Task to complete: Could you collect every line of the data below that contains the string "loafer"?

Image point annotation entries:
....
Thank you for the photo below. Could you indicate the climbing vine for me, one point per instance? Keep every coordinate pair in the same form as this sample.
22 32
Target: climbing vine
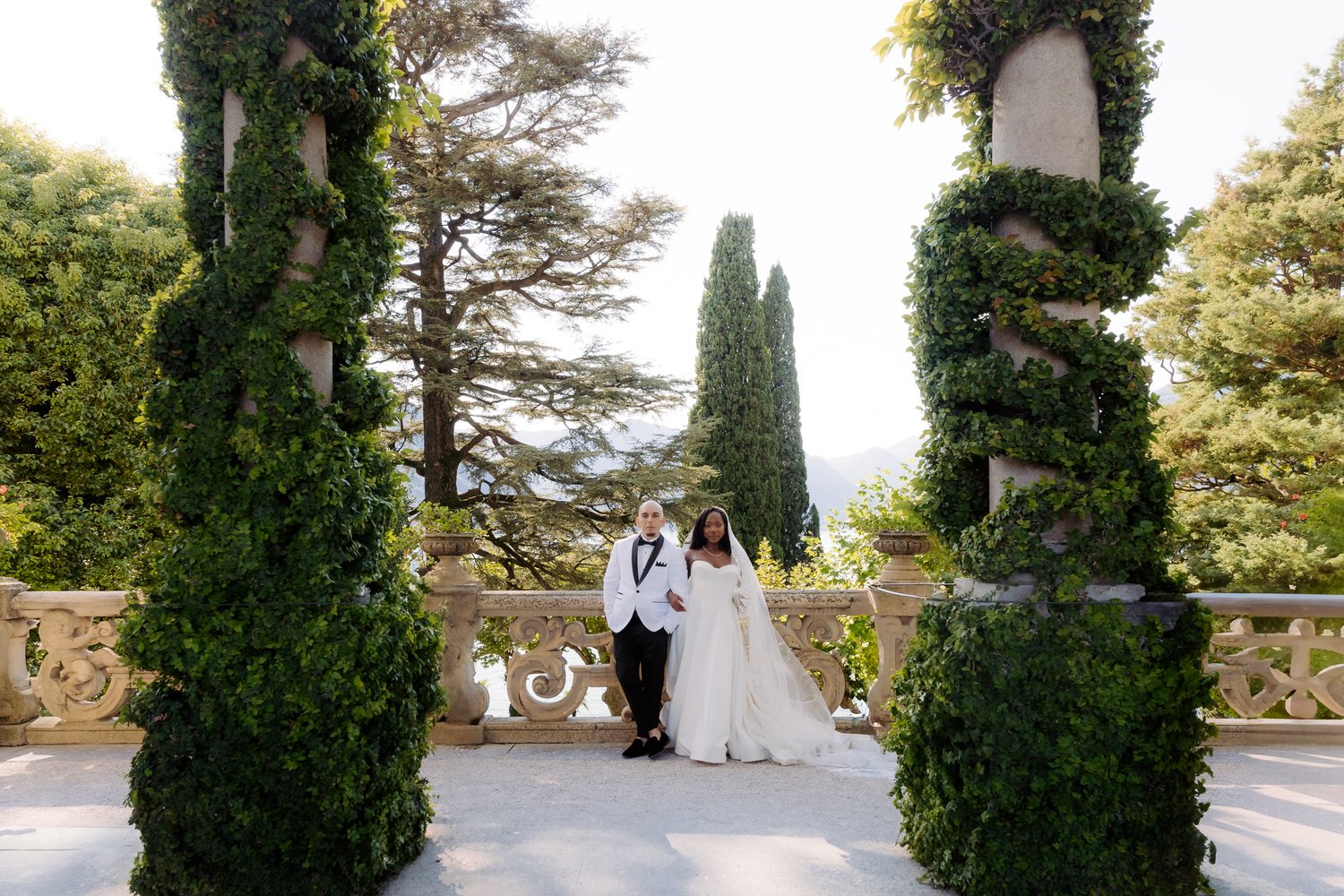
296 673
1051 747
1091 422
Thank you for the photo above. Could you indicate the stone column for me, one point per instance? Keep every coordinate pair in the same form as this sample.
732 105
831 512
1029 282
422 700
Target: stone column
18 702
314 351
897 598
1045 116
456 595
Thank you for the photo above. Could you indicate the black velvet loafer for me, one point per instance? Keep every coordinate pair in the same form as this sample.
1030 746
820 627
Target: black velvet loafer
656 745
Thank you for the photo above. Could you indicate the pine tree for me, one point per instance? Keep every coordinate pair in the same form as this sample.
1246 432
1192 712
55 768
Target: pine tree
505 238
733 381
1253 325
788 418
83 247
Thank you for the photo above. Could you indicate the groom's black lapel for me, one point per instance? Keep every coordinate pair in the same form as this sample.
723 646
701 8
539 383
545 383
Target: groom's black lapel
634 559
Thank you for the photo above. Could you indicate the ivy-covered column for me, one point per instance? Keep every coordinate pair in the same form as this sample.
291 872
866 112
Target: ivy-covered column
18 702
1047 721
297 675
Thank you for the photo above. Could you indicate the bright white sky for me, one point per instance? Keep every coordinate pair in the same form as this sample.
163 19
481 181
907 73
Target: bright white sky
779 110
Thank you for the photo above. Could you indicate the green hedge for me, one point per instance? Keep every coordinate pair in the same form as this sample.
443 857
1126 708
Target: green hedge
1054 748
297 675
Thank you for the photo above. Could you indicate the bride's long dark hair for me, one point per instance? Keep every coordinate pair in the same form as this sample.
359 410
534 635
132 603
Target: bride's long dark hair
698 538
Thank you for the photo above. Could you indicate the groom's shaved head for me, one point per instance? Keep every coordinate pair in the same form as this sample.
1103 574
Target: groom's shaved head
650 519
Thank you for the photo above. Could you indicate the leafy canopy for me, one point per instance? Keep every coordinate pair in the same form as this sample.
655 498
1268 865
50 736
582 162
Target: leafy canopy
83 249
1252 325
510 244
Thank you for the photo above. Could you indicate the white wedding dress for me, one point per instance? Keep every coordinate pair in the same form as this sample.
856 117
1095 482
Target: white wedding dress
706 713
738 691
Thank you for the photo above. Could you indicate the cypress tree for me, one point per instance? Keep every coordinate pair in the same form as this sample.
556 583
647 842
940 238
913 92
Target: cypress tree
733 381
788 418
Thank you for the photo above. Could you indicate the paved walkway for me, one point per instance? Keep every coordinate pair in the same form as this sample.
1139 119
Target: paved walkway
577 820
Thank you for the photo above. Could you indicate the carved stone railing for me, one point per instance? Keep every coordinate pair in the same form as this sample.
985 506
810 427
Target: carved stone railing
1250 681
545 688
82 683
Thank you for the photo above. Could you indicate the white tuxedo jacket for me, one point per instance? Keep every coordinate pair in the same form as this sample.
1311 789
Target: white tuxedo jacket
621 598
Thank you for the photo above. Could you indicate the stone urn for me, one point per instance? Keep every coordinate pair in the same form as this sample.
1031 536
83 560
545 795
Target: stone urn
448 548
900 549
454 594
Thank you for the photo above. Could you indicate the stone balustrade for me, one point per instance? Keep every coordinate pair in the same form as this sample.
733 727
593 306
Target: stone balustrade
1250 678
82 684
546 689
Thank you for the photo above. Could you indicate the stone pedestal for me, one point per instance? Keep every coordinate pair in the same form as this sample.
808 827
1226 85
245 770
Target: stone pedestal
897 598
18 702
312 349
1045 116
456 595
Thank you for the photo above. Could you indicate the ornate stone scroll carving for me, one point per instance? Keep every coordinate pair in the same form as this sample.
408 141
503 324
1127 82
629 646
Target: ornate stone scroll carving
1236 668
538 678
798 632
72 680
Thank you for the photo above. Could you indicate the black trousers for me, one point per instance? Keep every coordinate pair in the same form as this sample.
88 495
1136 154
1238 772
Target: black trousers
642 657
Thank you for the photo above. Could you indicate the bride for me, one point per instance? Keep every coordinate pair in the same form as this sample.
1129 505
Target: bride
737 689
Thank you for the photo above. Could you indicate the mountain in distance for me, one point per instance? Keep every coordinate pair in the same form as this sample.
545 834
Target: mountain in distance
831 481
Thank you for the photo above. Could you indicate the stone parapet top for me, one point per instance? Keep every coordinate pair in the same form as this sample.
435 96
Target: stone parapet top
1271 605
590 602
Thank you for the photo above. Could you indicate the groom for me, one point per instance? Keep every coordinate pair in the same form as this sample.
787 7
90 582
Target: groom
642 594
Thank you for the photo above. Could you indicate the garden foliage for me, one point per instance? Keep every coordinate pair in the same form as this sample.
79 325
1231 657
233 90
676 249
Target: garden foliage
1053 750
1252 325
296 673
83 249
1050 747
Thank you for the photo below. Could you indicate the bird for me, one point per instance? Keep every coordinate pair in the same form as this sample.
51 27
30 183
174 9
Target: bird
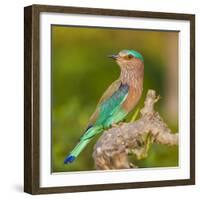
....
Reply to the exercise:
Thank you for the photo above. Could you indicate the black velvet loafer for me, one point per instance? Keep every coordinate pair in the same form as this sample.
Target: black velvet loafer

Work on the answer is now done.